Florida physicians made the argument for years: The state's Medicaid payment rates have been so low that many doctors stayed away from the program.
But the federal Affordable Care Act provided a temporary solution. In 2013 and 2014, the law calls on the federal government to spend hundreds of millions of dollars to boost the pay of primary-care physicians who provide much of the treatment for low-income Floridians enrolled in Medicaid.
Now, however, Florida lawmakers and doctors face a dilemma. The federal government will stop covering the full cost of the physician pay increases at the end of next year.
And that means Florida taxpayers would have to pick up part of the extra cost if the pay hikes are going to continue starting in January 2015.
The Florida Medical Association, an influential physicians group, has started lobbying lawmakers to include money in the upcoming 2014-15 fiscal-year budget to prevent doctors from falling back to lower payment rates.
But it wouldn't come cheap: The FMA estimates the state's cost at roughly $135 million — and a state report last year put the potential cost even higher.
Monte Stevens, an FMA lobbyist, told senators last week that physicians will consider the payment rates in deciding whether to serve Medicaid beneficiaries.
"Physicians are no different than any other small business owner in the state,'' Stevens told the Senate Health and Human Service Appropriations Subcommittee. "They don't make decisions about their business arrangements in a two- or three-year business cycle. They look at the long term."

----

■ Task 1: Echo the part of the Medicaid pay article between "But the federal" and "enrolled in Medicaid.", inclusive.
■ Task 2: In the article on Florida Medicaid physician pay, what does the Florida Medical Association estimate the state's cost to be?
Rely only on the text about Florida Medicaid physician pay.

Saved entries
----

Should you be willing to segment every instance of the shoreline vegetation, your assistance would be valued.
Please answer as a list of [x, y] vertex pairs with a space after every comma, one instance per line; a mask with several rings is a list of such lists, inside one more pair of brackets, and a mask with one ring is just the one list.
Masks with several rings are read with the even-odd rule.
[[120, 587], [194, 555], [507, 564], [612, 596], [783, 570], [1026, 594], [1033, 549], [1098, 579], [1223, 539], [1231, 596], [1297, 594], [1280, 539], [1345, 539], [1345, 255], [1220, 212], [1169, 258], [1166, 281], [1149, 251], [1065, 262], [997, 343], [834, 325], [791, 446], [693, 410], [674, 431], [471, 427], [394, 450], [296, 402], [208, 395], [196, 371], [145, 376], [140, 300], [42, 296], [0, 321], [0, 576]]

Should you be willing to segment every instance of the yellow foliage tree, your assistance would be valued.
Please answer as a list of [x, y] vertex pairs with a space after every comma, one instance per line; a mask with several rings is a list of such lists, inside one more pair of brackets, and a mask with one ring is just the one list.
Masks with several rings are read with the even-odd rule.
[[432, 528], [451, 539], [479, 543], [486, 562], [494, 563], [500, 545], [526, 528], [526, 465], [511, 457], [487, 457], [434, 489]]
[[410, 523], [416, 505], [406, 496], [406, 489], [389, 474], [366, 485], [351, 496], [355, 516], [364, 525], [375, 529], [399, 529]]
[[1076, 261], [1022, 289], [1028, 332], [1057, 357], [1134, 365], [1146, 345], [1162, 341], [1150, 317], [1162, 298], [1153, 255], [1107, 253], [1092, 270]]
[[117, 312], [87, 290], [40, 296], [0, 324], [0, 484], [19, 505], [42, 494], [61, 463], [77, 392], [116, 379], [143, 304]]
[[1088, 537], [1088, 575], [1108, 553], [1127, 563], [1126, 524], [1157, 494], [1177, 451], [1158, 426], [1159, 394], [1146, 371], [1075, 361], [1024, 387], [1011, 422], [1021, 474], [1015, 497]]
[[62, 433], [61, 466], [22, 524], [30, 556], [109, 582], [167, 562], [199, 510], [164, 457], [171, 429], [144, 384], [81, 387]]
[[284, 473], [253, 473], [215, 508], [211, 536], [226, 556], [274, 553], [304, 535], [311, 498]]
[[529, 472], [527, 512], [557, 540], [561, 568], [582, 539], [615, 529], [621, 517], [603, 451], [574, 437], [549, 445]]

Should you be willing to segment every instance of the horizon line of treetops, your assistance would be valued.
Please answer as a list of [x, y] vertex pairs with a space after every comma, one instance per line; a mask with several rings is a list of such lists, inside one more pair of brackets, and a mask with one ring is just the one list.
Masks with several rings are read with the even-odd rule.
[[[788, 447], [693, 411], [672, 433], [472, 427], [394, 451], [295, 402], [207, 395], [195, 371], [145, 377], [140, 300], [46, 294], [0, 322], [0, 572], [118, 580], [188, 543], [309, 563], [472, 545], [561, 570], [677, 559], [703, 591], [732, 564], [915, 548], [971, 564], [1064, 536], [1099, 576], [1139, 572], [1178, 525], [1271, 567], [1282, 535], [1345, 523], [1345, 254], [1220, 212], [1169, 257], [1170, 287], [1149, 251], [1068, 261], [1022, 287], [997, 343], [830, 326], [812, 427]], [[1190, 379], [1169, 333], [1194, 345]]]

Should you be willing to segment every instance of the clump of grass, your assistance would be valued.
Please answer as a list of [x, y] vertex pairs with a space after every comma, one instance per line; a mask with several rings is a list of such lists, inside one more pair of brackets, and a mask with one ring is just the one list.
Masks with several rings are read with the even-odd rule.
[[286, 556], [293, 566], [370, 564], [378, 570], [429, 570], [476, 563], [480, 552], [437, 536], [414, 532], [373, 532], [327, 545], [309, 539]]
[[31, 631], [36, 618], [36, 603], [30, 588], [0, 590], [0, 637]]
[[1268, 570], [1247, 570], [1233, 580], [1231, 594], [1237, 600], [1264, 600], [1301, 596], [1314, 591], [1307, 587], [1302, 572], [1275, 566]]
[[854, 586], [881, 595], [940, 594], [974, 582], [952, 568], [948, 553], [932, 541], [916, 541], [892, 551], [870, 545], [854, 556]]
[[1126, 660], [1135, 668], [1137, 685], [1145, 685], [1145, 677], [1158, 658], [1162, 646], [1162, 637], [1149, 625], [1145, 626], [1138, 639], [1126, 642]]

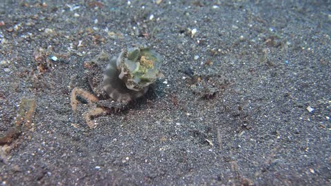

----

■ Response 1:
But the federal Affordable Care Act provided a temporary solution. In 2013 and 2014, the law calls on the federal government to spend hundreds of millions of dollars to boost the pay of primary-care physicians who provide much of the treatment for low-income Floridians enrolled in Medicaid.

■ Response 2: Roughly $135 million.